Stored items:
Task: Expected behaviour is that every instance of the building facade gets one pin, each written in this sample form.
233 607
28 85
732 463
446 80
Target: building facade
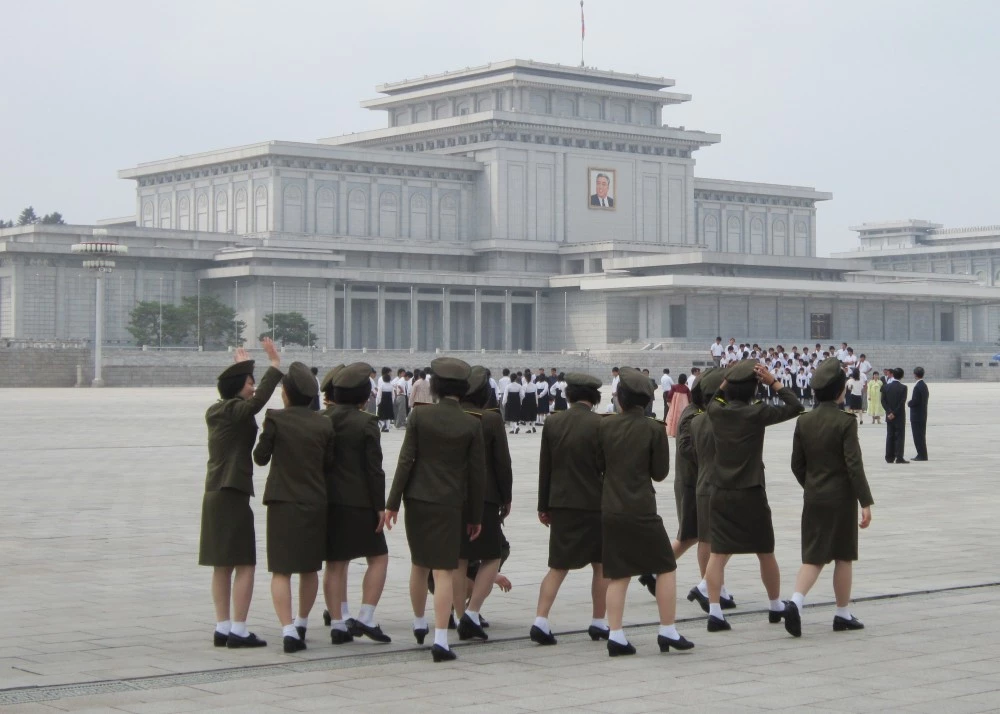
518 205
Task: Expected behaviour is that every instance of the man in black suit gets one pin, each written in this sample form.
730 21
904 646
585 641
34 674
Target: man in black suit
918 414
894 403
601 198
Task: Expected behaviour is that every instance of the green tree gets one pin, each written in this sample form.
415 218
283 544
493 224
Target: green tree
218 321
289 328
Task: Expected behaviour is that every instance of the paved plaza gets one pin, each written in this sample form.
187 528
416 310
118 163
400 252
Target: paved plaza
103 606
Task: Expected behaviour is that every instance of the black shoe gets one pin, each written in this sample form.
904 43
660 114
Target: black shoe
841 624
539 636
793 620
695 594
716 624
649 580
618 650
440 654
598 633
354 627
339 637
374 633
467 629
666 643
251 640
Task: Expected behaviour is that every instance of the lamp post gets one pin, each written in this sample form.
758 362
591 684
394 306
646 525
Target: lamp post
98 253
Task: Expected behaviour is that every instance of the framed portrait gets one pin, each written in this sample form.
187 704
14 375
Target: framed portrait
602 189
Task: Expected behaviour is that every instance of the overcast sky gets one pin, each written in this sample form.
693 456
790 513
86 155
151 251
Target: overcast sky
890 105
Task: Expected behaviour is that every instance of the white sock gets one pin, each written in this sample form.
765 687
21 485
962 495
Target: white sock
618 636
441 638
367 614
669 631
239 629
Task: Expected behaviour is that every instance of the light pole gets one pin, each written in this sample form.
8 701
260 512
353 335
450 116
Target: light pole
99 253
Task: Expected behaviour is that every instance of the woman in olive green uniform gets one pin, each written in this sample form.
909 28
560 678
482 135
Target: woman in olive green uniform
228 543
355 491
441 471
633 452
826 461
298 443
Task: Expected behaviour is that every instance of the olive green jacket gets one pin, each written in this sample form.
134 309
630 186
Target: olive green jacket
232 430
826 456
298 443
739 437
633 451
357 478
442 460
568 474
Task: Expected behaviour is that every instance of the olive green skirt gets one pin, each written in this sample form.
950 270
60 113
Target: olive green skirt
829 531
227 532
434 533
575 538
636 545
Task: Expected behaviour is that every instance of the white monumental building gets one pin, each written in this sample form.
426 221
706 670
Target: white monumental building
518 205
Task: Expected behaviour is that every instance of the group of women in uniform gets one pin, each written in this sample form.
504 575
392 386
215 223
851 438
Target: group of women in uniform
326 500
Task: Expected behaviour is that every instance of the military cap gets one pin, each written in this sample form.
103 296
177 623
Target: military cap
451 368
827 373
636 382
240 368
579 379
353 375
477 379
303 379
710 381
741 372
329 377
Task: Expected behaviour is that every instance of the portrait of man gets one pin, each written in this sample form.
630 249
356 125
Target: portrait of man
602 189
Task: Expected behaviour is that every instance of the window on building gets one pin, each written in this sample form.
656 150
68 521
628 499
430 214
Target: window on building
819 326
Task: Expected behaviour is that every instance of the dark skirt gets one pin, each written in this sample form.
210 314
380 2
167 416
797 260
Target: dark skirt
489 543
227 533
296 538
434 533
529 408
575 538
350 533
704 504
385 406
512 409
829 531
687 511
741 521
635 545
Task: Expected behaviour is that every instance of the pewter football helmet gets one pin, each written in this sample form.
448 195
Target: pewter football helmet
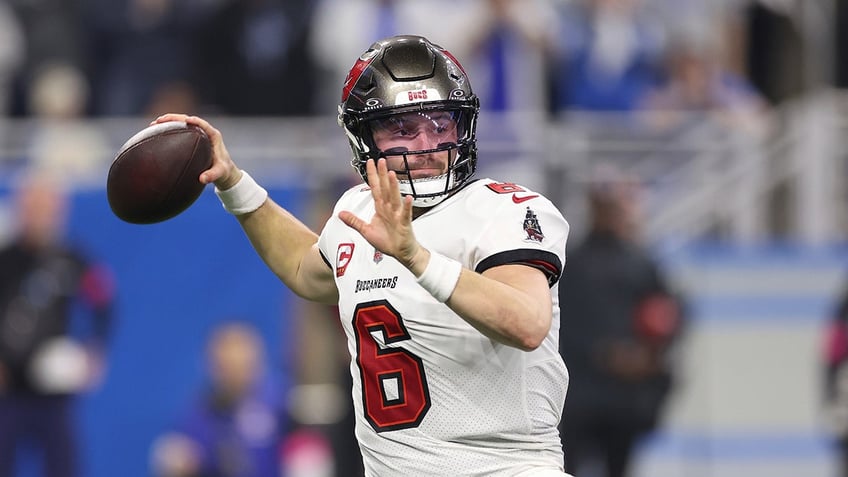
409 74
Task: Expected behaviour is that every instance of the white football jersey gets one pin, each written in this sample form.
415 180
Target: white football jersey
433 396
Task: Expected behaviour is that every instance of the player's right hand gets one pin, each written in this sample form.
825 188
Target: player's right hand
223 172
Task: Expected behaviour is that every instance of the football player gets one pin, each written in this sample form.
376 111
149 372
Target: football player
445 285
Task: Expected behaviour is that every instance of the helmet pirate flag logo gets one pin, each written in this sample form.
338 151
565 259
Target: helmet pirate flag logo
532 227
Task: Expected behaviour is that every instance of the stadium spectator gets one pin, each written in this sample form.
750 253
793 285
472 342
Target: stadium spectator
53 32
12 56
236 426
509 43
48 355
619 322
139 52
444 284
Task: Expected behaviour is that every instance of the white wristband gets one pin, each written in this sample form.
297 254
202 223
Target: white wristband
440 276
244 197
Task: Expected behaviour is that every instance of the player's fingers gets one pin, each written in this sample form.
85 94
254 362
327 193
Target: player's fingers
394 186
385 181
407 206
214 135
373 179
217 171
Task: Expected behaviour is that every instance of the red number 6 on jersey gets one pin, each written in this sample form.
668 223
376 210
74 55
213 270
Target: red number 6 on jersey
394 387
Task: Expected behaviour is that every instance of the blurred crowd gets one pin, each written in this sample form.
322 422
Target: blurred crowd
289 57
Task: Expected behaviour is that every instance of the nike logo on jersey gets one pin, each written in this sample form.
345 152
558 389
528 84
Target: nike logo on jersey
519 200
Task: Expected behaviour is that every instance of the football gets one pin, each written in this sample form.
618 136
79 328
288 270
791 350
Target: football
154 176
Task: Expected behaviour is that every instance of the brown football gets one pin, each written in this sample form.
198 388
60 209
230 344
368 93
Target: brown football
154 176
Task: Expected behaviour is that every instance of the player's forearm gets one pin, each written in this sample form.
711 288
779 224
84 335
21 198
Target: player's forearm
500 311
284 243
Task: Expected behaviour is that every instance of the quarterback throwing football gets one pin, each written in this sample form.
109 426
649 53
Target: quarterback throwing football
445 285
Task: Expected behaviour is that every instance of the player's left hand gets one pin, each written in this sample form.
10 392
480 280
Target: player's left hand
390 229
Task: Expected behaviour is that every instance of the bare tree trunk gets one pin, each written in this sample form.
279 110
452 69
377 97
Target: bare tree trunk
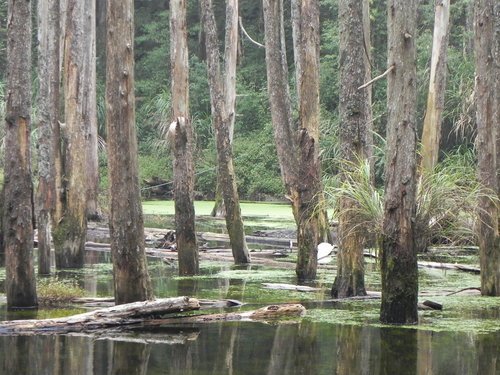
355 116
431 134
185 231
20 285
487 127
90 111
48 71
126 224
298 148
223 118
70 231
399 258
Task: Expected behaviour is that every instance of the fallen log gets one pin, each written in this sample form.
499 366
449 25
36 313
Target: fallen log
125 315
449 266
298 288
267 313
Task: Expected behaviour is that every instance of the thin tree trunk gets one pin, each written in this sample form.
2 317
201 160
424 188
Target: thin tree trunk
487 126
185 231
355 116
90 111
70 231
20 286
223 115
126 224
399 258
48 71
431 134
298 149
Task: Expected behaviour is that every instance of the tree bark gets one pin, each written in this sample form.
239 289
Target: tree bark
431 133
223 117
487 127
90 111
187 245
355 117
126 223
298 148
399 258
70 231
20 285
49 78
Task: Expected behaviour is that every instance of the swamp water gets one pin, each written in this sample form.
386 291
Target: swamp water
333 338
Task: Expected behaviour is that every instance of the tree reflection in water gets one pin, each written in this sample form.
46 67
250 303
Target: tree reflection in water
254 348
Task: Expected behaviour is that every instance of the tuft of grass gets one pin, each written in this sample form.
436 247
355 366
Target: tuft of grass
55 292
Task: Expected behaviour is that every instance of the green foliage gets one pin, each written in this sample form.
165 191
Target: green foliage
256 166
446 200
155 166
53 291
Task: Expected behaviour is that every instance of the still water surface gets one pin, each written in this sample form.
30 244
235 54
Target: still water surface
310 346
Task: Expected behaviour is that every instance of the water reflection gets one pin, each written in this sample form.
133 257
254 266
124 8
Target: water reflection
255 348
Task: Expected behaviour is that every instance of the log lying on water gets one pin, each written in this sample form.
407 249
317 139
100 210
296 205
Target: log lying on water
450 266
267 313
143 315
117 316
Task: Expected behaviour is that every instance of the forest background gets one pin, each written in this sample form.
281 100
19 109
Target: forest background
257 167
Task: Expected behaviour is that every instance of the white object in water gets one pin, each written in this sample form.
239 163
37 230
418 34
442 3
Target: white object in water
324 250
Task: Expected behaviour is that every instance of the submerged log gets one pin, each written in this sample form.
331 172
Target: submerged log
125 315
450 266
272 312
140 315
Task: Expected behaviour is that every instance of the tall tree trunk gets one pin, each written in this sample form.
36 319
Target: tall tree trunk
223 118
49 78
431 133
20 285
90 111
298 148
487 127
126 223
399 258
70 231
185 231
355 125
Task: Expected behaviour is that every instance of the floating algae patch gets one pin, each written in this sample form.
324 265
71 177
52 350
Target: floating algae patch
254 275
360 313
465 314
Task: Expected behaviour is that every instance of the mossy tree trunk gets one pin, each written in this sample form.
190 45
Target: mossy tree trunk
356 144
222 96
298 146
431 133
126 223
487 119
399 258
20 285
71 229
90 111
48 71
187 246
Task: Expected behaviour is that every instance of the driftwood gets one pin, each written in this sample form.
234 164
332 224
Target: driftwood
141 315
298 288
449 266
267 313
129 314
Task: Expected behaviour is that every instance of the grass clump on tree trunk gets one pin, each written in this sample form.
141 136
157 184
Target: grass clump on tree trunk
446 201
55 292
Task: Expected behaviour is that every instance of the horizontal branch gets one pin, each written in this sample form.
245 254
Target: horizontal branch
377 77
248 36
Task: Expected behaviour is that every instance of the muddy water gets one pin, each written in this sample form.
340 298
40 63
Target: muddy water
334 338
* * *
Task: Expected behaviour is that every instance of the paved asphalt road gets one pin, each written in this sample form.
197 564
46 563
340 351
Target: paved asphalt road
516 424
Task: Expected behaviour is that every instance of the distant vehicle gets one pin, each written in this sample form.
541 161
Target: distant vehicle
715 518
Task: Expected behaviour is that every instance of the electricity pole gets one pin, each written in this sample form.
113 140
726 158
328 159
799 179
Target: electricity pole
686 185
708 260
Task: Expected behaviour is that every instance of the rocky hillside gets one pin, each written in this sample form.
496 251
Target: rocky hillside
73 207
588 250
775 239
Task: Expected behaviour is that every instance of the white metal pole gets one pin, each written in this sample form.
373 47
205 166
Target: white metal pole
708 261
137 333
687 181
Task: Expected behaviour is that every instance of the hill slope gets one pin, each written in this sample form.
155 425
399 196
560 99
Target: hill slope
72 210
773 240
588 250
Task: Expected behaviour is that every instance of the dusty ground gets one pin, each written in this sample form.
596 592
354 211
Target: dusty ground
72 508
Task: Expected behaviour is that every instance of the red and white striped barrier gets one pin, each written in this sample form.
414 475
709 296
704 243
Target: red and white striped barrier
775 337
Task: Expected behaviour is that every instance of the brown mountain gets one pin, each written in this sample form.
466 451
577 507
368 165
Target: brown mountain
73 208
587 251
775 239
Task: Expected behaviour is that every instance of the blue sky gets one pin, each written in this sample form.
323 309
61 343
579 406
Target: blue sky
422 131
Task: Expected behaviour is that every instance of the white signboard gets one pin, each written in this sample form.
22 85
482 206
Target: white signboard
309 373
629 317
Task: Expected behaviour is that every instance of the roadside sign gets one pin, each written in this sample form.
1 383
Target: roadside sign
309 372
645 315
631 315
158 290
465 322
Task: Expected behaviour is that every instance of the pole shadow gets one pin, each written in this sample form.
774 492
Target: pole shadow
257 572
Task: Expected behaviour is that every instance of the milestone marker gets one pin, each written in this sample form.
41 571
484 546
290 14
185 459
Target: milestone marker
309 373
==
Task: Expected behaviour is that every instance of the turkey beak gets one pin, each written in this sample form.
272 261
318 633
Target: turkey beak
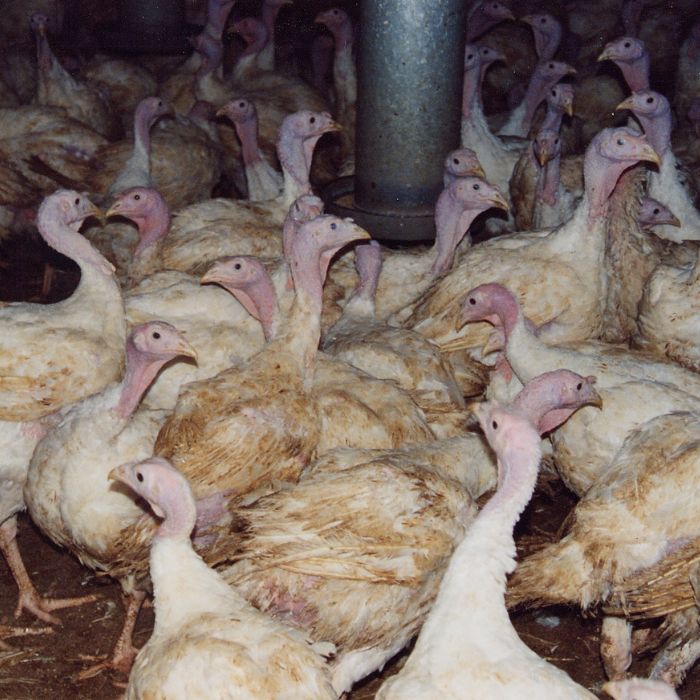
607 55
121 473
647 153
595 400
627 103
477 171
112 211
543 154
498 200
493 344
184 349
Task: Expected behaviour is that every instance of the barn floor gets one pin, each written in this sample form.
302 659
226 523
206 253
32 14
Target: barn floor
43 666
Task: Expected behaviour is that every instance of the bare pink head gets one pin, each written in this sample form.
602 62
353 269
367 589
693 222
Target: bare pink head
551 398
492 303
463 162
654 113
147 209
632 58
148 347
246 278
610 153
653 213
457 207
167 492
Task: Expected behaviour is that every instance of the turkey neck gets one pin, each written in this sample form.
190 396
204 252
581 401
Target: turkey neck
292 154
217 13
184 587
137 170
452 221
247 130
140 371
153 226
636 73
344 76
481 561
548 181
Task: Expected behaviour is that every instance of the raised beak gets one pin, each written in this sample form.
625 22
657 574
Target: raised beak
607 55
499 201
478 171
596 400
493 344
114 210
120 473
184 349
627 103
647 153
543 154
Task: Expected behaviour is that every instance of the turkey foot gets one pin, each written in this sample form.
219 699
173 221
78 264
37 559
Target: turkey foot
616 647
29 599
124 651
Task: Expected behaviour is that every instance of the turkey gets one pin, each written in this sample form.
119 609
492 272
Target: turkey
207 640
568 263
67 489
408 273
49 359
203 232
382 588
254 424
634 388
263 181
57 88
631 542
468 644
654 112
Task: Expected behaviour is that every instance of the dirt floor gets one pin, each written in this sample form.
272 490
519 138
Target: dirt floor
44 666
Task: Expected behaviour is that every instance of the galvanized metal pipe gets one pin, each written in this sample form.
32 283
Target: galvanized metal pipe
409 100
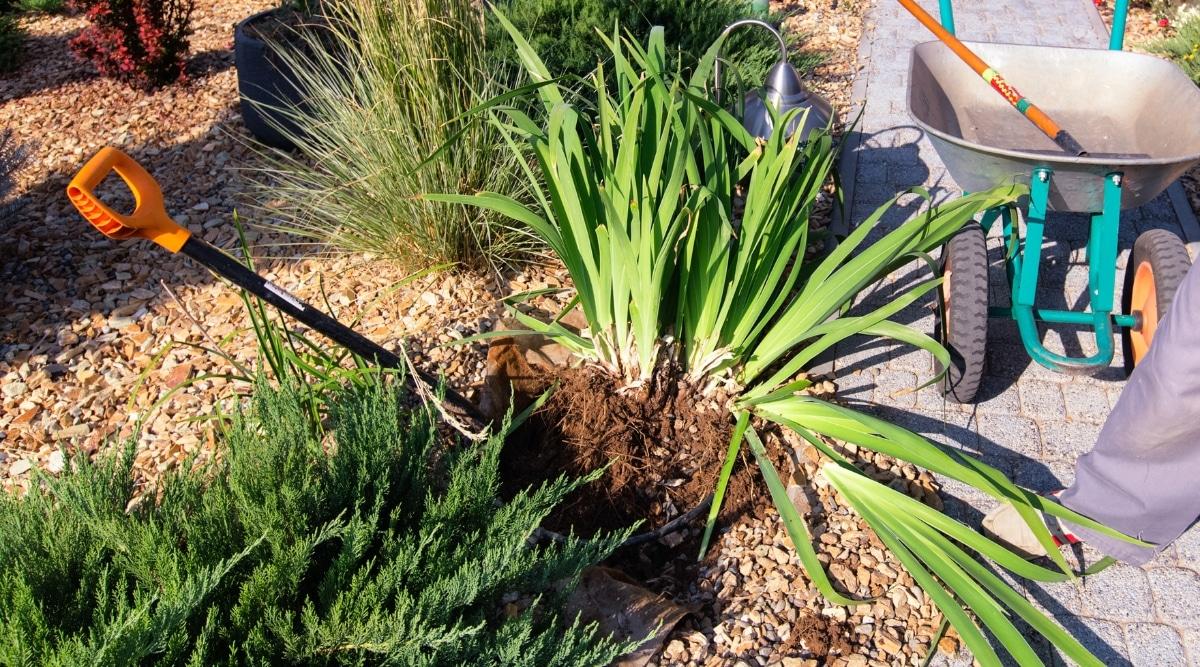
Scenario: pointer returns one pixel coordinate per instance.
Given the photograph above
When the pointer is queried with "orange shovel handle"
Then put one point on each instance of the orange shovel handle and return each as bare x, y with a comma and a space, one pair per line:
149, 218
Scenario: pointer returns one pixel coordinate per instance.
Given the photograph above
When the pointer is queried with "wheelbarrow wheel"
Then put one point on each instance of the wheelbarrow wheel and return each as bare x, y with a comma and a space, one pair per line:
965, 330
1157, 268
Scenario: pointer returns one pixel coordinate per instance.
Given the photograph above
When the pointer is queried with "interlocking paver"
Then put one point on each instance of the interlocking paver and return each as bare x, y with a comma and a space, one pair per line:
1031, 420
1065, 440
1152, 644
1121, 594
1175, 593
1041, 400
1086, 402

Try it: Reproduce each line of the records in which the word "queried" appears.

Solution:
When the pointer is queried with "orange shovel handle"
When the pointer is queried with "wheelbarrow wheel"
When the pointer is queried with "interlocking paver"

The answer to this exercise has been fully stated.